(Task statement)
Print the lines from the one with "of the water" up to and including the last line of the entries below, exactly as they appear.

(Recorded information)

## START

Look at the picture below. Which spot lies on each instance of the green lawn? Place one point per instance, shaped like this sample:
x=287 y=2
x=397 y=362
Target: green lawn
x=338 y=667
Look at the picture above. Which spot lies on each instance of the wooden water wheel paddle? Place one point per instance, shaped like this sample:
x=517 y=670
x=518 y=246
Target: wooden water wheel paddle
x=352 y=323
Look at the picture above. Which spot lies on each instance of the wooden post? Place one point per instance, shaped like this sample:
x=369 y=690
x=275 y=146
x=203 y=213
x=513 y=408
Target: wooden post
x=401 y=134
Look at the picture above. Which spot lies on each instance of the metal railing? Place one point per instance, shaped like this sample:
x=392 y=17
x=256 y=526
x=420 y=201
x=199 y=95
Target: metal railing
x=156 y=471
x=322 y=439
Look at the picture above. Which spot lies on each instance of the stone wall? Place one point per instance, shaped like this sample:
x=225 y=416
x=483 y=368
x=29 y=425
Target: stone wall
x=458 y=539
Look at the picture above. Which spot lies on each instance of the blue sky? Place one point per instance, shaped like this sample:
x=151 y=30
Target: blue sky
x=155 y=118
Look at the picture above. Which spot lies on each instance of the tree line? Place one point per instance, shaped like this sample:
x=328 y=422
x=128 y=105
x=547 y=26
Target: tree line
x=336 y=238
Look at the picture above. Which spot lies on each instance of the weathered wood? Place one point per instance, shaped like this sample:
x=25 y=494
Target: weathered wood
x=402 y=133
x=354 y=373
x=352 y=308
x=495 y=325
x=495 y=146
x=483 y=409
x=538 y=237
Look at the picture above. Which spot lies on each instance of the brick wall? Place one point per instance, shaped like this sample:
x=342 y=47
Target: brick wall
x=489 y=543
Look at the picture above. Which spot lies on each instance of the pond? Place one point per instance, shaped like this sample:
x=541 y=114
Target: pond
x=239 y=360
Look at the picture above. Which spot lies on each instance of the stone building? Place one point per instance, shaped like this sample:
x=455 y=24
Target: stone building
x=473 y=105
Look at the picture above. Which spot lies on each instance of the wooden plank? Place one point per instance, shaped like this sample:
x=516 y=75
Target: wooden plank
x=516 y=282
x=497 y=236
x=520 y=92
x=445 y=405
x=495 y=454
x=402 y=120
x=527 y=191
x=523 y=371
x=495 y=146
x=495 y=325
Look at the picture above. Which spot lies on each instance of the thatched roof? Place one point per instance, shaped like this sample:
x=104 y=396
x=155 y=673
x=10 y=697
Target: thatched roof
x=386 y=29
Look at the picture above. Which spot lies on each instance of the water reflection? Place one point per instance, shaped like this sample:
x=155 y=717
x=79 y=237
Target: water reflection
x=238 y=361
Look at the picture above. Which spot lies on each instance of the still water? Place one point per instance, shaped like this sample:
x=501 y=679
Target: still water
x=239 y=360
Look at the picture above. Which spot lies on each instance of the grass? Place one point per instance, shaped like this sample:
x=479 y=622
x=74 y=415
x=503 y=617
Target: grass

## END

(Solution for this exercise)
Look at the picture above. Which spot lies on each instance of the water reflection? Place one point per instance, shaped like this sample:
x=155 y=717
x=79 y=237
Target: water reflection
x=238 y=361
Look at the picture above. Which spot lies on each instance of the still water? Place one point per instance, shaped like this sample:
x=501 y=679
Target: still water
x=239 y=360
Look at the picture above. Which spot lies on each instance of the grass? Place one point per instance, shaped like this sample:
x=479 y=622
x=74 y=415
x=503 y=617
Target: grass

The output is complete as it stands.